▸ **SUPPLIED PASSAGE**:

· · ·

Home to the most trusted brands in the industry, Douglas Dynamics is North America’s premier manufacturer and up-fitter of work truck attachments and equipment. For more than 65 years, the Company has been innovating products that not only enable people to perform their jobs more efficiently and effectively, but also enable businesses to increase profitability. Through its proprietary Douglas Dynamics Management System (DDMS), the Company is committed to continuous improvement aimed at consistently producing the highest quality products, at industry-leading levels of service and delivery that ultimately drive shareholder value. The Douglas Dynamics portfolio of products and services is separated into two segments:  First, the Work Truck Attachments segment, which includes manufactured snow and ice control attachments sold under the FISHER®, HENDERSON®, SNOWEX® and WESTERN® brands. Second, the Work Truck Solutions segment, which includes the up-fit of market leading attachments and storage solutions for commercial work vehicles under the DEJANA® brand and its related sub-brands.

 

4



 

Use of Non-GAAP Financial Measures

 

This press release contains financial information calculated other than in accordance with U.S. Generally Accepted Accounting Principles (“GAAP”).  The non-GAAP measure used in this press release is Adjusted EBITDA.

 

These non-GAAP disclosures should not be construed as an alternative to the reported results determined in accordance with GAAP.

 

Adjusted EBITDA represents net income before interest, taxes, depreciation and amortization, as further adjusted for stock based compensation, litigation proceeds, non-cash purchase accounting adjustments and certain charges related to certain unrelated legal fees and consulting fees.  The Company uses, and believes its investors benefit from the presentation of, Adjusted EBITDA in evaluating the Company’s operating performance because Adjusted EBITDA provides the Company and its investors with additional tools to compare its operating performance on a consistent basis by removing the impact of certain items that management believes do not directly reflect the Company’s core operations. In addition, the Company believes that Adjusted EBITDA is useful to investors and other external users of its consolidated financial statements in evaluating the Company’s operating performance as compared to that of other companies, because it allows them to measure a company’s operating performance without regard to items such as interest expense, taxes, depreciation and amortization, which can vary substantially from company to company depending upon accounting methods and book value of assets and liabilities, capital structure and the method by which assets were acquired. The Company’s management also uses Adjusted EBITDA for planning purposes, including the preparation of its annual operating budget and financial projections, and to evaluate the Company’s ability to make certain payments, including dividends, in compliance with its senior credit facilities, which is determined based on a calculation of “Consolidated Adjusted EBITDA” that is substantially similar to Adjusted EBITDA.

· · ·

▸ **STATED TASK A**: Select every line of the listing that contains the string "patch", matching case exactly.
The Douglas Dynamics excerpt and the listing come from unrelated sources.

▸ **MATERIAL TO PROCESS**:
· · ·

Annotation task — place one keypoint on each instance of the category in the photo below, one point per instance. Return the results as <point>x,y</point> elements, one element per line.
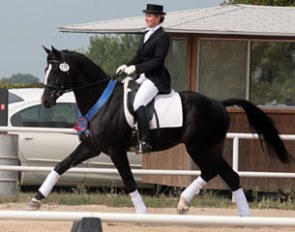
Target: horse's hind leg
<point>207,173</point>
<point>233,181</point>
<point>81,153</point>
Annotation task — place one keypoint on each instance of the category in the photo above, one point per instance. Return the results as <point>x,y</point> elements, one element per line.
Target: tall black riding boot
<point>144,130</point>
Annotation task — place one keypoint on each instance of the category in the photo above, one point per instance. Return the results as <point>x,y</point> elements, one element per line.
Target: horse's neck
<point>87,96</point>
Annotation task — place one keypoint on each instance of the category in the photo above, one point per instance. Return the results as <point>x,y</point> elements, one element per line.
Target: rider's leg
<point>146,92</point>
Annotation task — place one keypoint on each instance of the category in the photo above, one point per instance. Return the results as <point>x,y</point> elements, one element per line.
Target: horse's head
<point>57,80</point>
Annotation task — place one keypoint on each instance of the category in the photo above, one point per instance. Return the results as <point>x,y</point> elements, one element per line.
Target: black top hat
<point>154,9</point>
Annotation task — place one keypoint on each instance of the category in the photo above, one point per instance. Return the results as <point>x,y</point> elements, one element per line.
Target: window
<point>62,115</point>
<point>222,68</point>
<point>176,62</point>
<point>272,73</point>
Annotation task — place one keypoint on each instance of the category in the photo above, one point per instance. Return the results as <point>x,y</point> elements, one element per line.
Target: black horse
<point>205,124</point>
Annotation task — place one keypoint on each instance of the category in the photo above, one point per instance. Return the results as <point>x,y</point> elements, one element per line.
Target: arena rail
<point>151,219</point>
<point>234,136</point>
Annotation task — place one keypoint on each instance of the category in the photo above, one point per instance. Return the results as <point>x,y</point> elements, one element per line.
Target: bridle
<point>60,90</point>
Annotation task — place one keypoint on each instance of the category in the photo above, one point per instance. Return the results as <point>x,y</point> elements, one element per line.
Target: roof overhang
<point>242,20</point>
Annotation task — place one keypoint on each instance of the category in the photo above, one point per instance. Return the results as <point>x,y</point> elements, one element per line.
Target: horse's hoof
<point>182,207</point>
<point>34,204</point>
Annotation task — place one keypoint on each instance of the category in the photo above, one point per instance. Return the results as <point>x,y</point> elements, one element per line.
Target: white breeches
<point>146,92</point>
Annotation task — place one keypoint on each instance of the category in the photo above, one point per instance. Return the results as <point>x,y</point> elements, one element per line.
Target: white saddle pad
<point>168,108</point>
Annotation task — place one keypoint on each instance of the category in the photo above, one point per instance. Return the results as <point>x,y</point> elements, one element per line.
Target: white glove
<point>130,70</point>
<point>121,68</point>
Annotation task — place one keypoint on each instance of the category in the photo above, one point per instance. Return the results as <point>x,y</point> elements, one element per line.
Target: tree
<point>20,78</point>
<point>110,51</point>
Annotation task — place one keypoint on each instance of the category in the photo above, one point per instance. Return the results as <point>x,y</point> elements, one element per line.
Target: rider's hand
<point>130,70</point>
<point>121,69</point>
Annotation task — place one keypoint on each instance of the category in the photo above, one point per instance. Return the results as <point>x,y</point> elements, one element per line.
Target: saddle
<point>132,87</point>
<point>165,111</point>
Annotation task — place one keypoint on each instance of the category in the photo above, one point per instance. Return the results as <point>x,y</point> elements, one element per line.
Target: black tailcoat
<point>150,58</point>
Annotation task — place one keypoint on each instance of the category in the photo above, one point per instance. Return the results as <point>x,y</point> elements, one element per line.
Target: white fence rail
<point>235,136</point>
<point>154,219</point>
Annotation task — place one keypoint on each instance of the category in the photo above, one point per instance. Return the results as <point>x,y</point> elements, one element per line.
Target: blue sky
<point>27,25</point>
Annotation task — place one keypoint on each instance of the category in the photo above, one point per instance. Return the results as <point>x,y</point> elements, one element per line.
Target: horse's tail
<point>265,128</point>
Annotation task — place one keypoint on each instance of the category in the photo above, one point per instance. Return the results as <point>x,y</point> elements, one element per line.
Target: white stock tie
<point>148,34</point>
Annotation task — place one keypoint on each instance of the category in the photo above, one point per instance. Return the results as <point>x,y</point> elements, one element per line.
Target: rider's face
<point>152,20</point>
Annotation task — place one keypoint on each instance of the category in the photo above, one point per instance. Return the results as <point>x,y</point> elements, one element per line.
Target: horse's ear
<point>48,51</point>
<point>56,52</point>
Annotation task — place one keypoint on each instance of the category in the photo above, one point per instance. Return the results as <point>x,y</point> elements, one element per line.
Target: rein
<point>61,89</point>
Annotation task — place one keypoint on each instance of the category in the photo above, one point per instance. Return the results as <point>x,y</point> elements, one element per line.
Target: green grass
<point>80,196</point>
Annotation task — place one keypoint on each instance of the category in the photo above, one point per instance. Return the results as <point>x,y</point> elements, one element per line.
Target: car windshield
<point>62,115</point>
<point>12,98</point>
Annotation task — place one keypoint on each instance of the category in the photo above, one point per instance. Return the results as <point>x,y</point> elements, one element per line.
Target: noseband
<point>64,67</point>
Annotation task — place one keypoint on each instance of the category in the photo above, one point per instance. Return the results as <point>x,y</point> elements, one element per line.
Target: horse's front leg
<point>121,162</point>
<point>80,154</point>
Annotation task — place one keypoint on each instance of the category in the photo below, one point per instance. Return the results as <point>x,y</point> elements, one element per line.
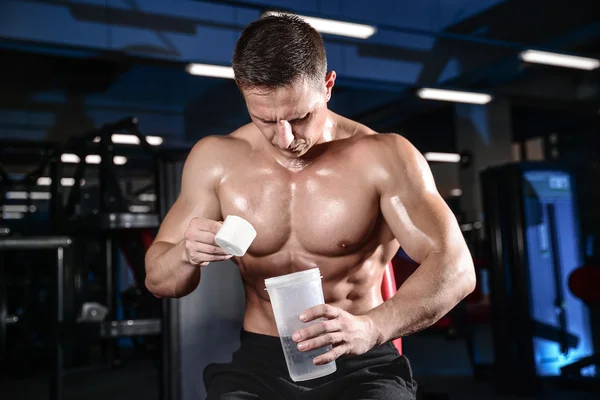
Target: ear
<point>329,83</point>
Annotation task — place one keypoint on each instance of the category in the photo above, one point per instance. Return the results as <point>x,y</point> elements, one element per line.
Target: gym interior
<point>102,101</point>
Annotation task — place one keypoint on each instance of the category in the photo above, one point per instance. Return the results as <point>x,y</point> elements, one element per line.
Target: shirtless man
<point>322,191</point>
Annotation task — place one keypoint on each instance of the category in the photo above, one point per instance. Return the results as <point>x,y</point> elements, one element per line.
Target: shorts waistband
<point>260,340</point>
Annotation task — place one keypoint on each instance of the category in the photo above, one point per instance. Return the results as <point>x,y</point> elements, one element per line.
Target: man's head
<point>280,66</point>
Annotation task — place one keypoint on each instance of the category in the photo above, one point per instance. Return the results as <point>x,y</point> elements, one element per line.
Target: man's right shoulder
<point>216,148</point>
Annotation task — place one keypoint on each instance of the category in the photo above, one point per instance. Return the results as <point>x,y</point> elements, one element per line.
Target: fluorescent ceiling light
<point>44,181</point>
<point>93,159</point>
<point>14,208</point>
<point>25,195</point>
<point>70,181</point>
<point>454,95</point>
<point>442,157</point>
<point>154,140</point>
<point>40,195</point>
<point>16,195</point>
<point>139,209</point>
<point>120,138</point>
<point>120,160</point>
<point>559,60</point>
<point>8,215</point>
<point>147,197</point>
<point>214,71</point>
<point>333,27</point>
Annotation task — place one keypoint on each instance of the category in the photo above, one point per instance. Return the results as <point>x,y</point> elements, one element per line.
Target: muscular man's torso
<point>325,214</point>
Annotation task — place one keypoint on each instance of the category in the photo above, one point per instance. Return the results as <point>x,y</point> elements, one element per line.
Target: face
<point>294,118</point>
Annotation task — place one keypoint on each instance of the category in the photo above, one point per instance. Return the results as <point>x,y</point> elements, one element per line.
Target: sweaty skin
<point>343,201</point>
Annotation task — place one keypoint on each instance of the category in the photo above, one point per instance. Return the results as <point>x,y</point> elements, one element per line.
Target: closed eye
<point>300,120</point>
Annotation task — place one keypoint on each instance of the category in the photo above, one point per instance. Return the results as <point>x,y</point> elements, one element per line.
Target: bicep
<point>197,197</point>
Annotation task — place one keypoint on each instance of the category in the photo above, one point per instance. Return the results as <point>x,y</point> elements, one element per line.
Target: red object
<point>583,283</point>
<point>388,289</point>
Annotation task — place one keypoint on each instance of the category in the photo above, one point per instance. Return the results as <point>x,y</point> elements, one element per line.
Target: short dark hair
<point>277,50</point>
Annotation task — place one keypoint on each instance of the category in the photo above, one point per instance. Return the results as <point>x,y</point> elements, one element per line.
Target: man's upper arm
<point>411,205</point>
<point>198,196</point>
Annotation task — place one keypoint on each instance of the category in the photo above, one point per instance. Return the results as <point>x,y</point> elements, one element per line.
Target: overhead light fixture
<point>333,27</point>
<point>120,160</point>
<point>454,95</point>
<point>443,157</point>
<point>154,140</point>
<point>139,209</point>
<point>93,159</point>
<point>10,215</point>
<point>147,197</point>
<point>69,158</point>
<point>44,181</point>
<point>25,195</point>
<point>120,138</point>
<point>70,182</point>
<point>214,71</point>
<point>559,60</point>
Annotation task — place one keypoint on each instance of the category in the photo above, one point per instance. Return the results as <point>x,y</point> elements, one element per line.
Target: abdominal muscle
<point>353,287</point>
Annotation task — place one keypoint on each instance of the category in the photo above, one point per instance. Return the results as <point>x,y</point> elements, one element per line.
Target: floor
<point>138,380</point>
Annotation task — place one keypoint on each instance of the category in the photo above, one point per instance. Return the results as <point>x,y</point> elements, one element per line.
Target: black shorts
<point>258,371</point>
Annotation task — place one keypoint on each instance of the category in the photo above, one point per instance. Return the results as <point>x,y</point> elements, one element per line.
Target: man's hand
<point>200,246</point>
<point>349,334</point>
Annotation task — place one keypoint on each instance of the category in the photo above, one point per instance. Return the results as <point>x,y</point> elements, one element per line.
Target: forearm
<point>168,271</point>
<point>436,287</point>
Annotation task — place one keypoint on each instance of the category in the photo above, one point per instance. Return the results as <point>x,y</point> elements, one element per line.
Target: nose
<point>285,137</point>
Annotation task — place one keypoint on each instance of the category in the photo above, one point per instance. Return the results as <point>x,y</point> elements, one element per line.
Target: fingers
<point>316,330</point>
<point>320,311</point>
<point>200,242</point>
<point>331,355</point>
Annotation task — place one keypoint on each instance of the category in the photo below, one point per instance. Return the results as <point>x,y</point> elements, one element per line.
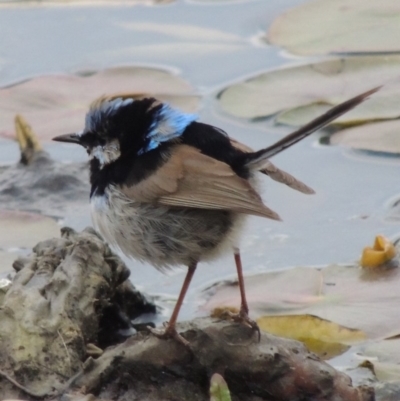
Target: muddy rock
<point>64,304</point>
<point>44,185</point>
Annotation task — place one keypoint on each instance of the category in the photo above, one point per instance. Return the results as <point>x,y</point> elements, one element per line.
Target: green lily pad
<point>338,26</point>
<point>219,390</point>
<point>305,91</point>
<point>346,295</point>
<point>57,104</point>
<point>377,137</point>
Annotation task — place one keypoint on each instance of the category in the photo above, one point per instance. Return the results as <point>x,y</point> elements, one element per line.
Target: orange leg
<point>243,315</point>
<point>170,327</point>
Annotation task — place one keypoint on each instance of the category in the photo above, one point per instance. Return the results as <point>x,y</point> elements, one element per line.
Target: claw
<point>168,332</point>
<point>243,318</point>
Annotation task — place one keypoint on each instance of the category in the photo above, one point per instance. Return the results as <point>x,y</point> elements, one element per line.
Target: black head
<point>119,127</point>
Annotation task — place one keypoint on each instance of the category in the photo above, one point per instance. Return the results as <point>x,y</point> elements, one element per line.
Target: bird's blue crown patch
<point>168,124</point>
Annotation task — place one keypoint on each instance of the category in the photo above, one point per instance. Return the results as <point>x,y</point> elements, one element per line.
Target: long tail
<point>256,160</point>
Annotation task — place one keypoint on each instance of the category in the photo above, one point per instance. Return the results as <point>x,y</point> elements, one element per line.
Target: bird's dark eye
<point>90,139</point>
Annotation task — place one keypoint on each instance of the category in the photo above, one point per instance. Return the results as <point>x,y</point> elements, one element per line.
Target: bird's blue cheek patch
<point>168,124</point>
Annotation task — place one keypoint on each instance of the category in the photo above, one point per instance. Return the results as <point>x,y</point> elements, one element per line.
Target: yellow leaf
<point>325,338</point>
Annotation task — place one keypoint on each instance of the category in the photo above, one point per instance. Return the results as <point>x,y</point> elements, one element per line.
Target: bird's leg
<point>170,327</point>
<point>243,315</point>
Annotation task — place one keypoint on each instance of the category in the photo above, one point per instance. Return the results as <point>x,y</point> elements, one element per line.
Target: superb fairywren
<point>169,190</point>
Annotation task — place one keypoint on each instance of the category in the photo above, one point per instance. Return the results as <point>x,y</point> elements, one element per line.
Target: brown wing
<point>191,179</point>
<point>276,173</point>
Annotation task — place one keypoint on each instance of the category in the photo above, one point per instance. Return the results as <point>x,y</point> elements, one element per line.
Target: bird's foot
<point>243,318</point>
<point>168,332</point>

· · ·

▸ **STATED TASK B**: According to the Douglas Dynamics excerpt, which non-GAAP measure does the press release use?

▸ **CORRECT RESULT A**:
Target: bird's blue crown patch
Target: bird's blue cheek patch

▸ **CORRECT RESULT B**: Adjusted EBITDA.